Low visibility in the local area has different causes depending on the season. Liquid precipitation accounts for most low visibility in the summer and 20% of low visibility in the winter. Most low visibility in the winter is associated with with frontal passages.

Fog also differs seasonally in terms of its effects on visibility. In winter, radiation and advection fog are responsible for 75% of low visibility conditions. In summer, fog does not often affect flight operations for long periods.  Summer fog is radiation or ground fog that forms inland and is advected over the field by the land breeze.  Summer fog rarely reduces visibility to less than 3 miles at KNPA.

During the summer, visibility is usually unrestricted. Visibility is restricted to below VFR minimums only 6% of the time.  The number of hours of restricted visibility increases during September, reaches a maximum in January, and gradually trails off to a minimum by June.

_ _ _ _ _ _ _

REQUIRED WORK:
1. Answer these questions about the passage on local visibility, one line each:
(a) What percentage of winter low visibility is caused by liquid precipitation?
(b) In winter, what share of low visibility conditions comes from radiation and advection fog?
(c) In which month do the hours of restricted visibility reach their maximum?
2. Rewrite the passage on local visibility starting with "Fog also differs" and going on through "minimum by June.", substituting "the station" for "KNPA".
3. Pick up the passage on local visibility at its last sentence and continue it.

PROVIDED INFORMATION:
_ _ _ _ _ _ _

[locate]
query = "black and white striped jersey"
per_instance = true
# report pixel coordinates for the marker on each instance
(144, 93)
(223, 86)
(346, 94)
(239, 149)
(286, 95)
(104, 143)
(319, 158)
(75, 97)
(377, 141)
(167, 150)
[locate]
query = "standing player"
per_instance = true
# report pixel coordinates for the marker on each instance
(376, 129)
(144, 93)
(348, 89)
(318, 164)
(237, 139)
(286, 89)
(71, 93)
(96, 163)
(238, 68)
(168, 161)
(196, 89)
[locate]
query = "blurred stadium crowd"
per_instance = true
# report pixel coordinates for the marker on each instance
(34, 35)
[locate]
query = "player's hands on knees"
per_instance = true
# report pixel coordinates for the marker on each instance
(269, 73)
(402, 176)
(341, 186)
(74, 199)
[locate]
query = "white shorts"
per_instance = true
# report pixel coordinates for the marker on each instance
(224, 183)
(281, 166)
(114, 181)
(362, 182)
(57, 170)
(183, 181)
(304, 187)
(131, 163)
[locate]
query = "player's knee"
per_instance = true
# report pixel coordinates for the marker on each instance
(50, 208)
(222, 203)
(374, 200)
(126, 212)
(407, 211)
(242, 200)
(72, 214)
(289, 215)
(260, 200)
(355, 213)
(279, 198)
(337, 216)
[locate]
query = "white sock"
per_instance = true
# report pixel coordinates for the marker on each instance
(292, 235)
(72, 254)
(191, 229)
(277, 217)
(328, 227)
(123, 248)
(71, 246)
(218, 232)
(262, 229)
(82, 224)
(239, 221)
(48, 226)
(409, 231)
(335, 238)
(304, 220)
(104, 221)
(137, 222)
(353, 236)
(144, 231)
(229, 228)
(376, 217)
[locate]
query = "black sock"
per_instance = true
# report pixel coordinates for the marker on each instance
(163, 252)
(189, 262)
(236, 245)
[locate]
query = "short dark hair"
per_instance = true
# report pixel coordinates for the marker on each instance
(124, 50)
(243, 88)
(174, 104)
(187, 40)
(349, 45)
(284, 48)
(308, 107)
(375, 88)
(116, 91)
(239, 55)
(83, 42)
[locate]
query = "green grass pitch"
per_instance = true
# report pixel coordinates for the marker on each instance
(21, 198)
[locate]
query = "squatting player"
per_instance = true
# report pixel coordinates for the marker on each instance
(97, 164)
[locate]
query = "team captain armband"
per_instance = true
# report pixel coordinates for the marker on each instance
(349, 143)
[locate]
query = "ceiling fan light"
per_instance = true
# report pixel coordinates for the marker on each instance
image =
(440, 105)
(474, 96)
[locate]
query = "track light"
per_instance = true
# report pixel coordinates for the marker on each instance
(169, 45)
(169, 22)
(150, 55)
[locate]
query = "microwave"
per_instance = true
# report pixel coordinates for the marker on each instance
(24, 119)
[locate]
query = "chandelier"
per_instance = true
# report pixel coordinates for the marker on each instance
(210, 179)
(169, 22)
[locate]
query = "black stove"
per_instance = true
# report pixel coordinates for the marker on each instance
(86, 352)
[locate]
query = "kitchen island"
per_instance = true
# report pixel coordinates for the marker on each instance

_ _ _ _ _ _ _

EXPECTED RESULTS:
1.
(a) 20%
(b) 75%
(c) January

2.
Fog also differs seasonally in terms of its effects on visibility. In winter, radiation and advection fog are responsible for 75% of low visibility conditions. In summer, fog does not often affect flight operations for long periods.  Summer fog is radiation or ground fog that forms inland and is advected over the field by the land breeze.  Summer fog rarely reduces visibility to less than 3 miles at the station.

During the summer, visibility is usually unrestricted. Visibility is restricted to below VFR minimums only 6% of the time.  The number of hours of restricted visibility increases during September, reaches a maximum in January, and gradually trails off to a minimum by June.

3.
Smoke restricts visibility to less than 3 miles at KNPA on the average of 10 times a year. Sources of smoke include several area paper mills and inland brush fires. Inland brush fires are most common in fall during periods of drought. Smoke is most detrimental to flight operations when it is in a layer aloft.  During July and August, flight-level visibility may be reduced to 1 mile or less.  Pilots reports (PIREPs) have reported tops of this haze layer as high as 18,000 feet, while surface visibility may only be slightly affected.  Haze usually forms in combination with the smoke layer aloft.  These layers are sometimes as high as 5,000-8,000 feet (the average base of the subsidence  inversion). Reduced visibility at these levels will continue until there is a change of wind flow or air mass. 

Heavy haze can restrict visibility in the local flying area during late November to late January. Haze develops under stable conditions from an upper-level confluence of high pressure cells, which cause subsidence and a marked surface inversion. Visibility will remain unrestricted if the wind has a light northerly flow.  If the wind veers to a northeasterly direction, visibility may be reduced to 3-5 miles. Visibility may improve if the wind veers southeasterly, or with instability, high winds, and the movement of the high pressure cell. 

During July and August, if there is a stationary ridge at 500 mb between Georgia and the Mississippi River, resultant surface inversions reduce the surface visibility to 2-4 miles.  The worst visibility will be in the early to mid-morning hours.